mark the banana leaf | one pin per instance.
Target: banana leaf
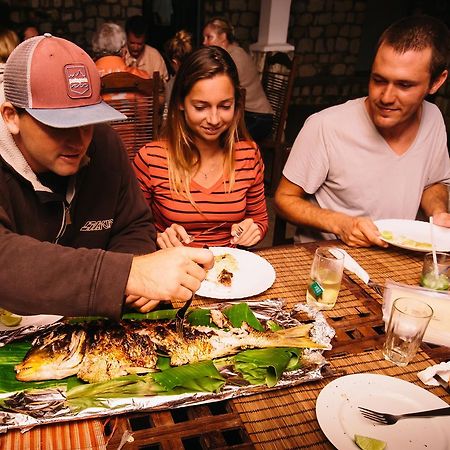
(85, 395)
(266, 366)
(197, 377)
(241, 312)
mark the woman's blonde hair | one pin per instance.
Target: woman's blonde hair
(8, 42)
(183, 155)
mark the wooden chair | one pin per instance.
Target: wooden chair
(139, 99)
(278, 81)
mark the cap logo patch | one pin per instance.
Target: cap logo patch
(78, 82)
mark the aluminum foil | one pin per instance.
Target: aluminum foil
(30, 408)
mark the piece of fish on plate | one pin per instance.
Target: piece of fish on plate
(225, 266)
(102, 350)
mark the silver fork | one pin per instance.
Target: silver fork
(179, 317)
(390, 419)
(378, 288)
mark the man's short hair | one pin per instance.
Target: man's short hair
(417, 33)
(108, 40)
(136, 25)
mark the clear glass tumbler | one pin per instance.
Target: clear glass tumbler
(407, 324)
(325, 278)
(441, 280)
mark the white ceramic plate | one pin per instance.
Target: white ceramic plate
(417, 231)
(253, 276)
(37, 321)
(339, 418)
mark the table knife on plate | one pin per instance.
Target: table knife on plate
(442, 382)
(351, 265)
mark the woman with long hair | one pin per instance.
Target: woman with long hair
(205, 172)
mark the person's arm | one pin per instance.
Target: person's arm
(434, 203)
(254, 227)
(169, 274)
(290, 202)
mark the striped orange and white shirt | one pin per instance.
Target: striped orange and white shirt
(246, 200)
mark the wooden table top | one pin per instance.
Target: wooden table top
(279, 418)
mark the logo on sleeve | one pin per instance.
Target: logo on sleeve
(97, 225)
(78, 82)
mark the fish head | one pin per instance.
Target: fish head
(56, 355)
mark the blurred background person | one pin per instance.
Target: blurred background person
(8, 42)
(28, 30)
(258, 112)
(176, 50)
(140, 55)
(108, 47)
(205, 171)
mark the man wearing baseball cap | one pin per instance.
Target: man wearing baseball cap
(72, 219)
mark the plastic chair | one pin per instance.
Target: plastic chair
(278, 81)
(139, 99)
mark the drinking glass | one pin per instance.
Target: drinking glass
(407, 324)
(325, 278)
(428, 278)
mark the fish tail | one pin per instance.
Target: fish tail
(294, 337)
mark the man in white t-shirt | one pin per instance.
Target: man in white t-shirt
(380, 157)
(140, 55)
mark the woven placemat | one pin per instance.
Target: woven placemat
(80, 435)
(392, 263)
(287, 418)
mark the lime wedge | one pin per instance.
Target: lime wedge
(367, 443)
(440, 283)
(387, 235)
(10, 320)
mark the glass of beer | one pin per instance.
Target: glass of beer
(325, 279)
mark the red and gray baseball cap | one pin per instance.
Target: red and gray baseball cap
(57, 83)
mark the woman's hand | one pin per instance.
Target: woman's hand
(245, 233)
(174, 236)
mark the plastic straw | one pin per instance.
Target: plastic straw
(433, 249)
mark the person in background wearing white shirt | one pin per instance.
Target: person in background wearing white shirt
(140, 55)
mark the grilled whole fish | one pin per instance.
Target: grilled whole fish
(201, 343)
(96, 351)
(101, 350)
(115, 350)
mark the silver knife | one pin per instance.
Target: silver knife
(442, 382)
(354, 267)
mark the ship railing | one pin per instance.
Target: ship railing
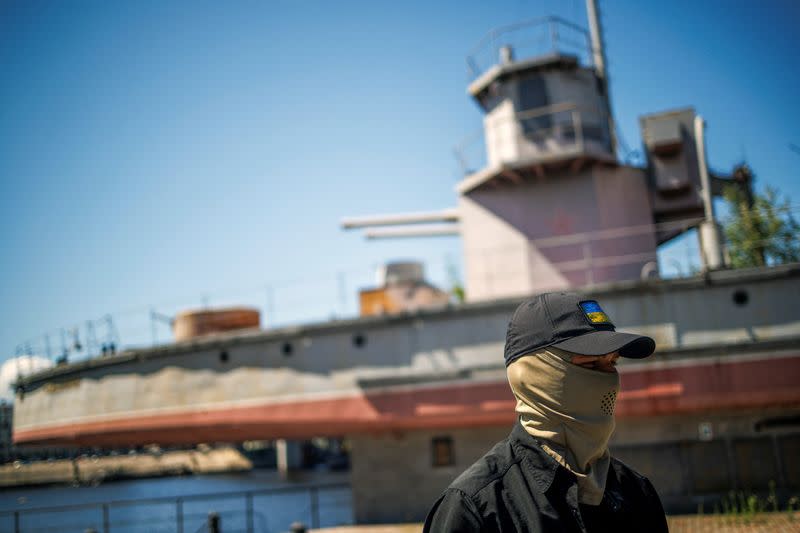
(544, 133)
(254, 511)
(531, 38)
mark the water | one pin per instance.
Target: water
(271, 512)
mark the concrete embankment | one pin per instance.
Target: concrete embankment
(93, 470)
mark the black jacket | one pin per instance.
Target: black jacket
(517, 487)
........
*Instruction*
Repeat word for word the stretch of the rows above from the line containing "mark the black jacket | one pin per instance." through the end of the rows.

*Solution for this problem*
mark the black jacket | one pin per instance.
Target: black jacket
(517, 487)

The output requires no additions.